Extract Start Marker
In addition, Ou et al also found that NC affected cell proliferation, apoptotic death, and cell cycle by elevation of p53, Bax, caspase-3 and p21, but inhibition of Bcl-2 in liver cancer [1]. Furthermore, a supramolecular formulation of NC has been developed and alleviated hepatotoxicity and improved anticancer activity [22]. Interestingly, NC was found to be a candidate substrate of OCT1 and OCT3 that transfer NC into hepatocytes. Moreover, MATE1 makes NC leave from hepatocytes, while CYPs contributed to NC metabolism such as CYP3A4 and attenuated the hepatic toxicity of NC [23]. TOP1 and TOP2A are key tumor drivers in liver cancer [24], suggesting that TOP1 and TOP2A might be promising targets for treating malignances [25]. One group has shown that the NC exposure attenuated the TOP1 and TOP2A expression levels [26]. Recently, NC was found to suppress the expression of eight genes that are highly expressed in liver cancer [27]. The analogues of nitidine have been synthesized and exhibited extraordinary inhibition of cell proliferation in liver cancer cells [28]. Similarly, supramolecular formulation of NC reduced its toxicity to liver and promoted tumor suppressive activity in liver cancer cells [29]. However, further experiments are necessary to define the molecular mechanism of NC in HCC.

Ovarian cancer

OC is one type of malignancies in females. The Fas/FasL system is involved in carcinogenesis [30]. Fas can bind to FasL and initiate activation of caspase-8 and caspase-3 to exert apoptosis [31]. Fas expression was remarkably downregulated in OC patient clinical samples [32, 33]. Therefore, overexpression of Fas could become a potential therapeutic target for OC [34]. NC was found to elevate the level of FADD, caspase-8 and caspase-3 in OC cells [34]. Skp2 as an oncoprotein is the key adaptor of the SCF type of E3 ligase [35-37]. NC was reported to inhibit the Skp2 level in OC cells, while Skp2 upregulation abolished NC-induced antitumor property [38]. Thus, suppression of Skp2 expression level by NC might be a useful approach for management of OC patients [38]. There is one study showing that NC blocked cell migratory and invasive activity through downregulation of MMP-2 as well as MMP-9 via suppression of ERK pathway in OC cells [39]. NC induced apoptosis and retarded cell proliferation in OC cells by reduced pAkt and modulation of Bcl-2 family expression [40]. Moreover, NC sensitized OC cells to doxorubicin treatment, leading to a synergistic suppression of proliferation [40].
Extract End Marker
» Task goal
Continue the passage above on nitidine chloride (NC) in liver and ovarian cancer, starting after its last sentence.
Source data Start Marker
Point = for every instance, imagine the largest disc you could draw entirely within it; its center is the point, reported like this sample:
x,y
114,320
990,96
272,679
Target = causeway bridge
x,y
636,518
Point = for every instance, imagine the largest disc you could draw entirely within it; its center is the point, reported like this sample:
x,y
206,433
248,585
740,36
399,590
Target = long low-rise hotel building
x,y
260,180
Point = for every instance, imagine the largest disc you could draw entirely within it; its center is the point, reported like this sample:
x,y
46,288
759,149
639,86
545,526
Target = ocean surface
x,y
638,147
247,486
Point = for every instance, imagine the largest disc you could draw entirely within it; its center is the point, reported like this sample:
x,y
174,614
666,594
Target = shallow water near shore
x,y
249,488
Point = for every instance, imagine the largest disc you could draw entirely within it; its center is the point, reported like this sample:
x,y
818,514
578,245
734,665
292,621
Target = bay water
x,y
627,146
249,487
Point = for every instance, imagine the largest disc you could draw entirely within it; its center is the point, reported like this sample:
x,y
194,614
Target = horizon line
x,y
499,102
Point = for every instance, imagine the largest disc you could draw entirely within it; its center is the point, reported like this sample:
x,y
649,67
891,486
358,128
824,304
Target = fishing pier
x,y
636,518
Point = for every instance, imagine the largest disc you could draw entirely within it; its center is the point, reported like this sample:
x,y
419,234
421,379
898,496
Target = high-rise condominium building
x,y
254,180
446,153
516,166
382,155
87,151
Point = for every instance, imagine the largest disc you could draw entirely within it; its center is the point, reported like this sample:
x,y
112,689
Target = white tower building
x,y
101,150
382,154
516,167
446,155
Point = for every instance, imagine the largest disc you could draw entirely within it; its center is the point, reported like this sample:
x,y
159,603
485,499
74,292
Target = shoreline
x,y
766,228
Source data End Marker
» Final answer
Renal cancer

RCC patients with distant metastasis have low five-year survival rate. The underlying molecular mechanisms of renal cancer development and progression are unclear. The higher expression of pAkt is exhibited in RCC, especially in later and metastatic RCC [41, 42]. One study has shown that NC attenuated the cell invasion and metastasis of RCC cells through inhibition of Akt signaling pathway and MMP-2 and MMP-9 [43]. This group further found that NC inhibited phosphorylation of ERK and Akt, upregulated the protein level of p53, Bax, cleavage caspase-3 and PARP and downregulated Bcl-2 in RCC cells [44]. Without a doubt, the detailed molecular insight into NC-induced antitumor activity in RCC is required to be further investigated.

Glioblastoma

GBM is one type of aggressive brain malignancy [45]. Due to that GBM is highly proliferative, invasive and chemoresistant, the combined treatments of surgery, chemotherapy, and radiotherapy have not significantly improved the survival rate of GBM patients [46, 47]. Liu et al dissected that NC impaired cell viability and motility of GMB cells via inactivation of pAkt and mTOR [48]. Moreover, NC was reported to increase the expression of cleaved PARP and cleaved caspase 3, and to inhibit pDok2 in GBM cells [49]. Similarly, NC prohibited cell proliferation and colony formation, induced cell cycle arrest at G2/M phase in glioma cells. Notably, NC suppressed GSK3-β pathway in glioma cells [49]. Taken together, NC could be a potential anti-glioma agent, which is needed to further explore its antitumor activity.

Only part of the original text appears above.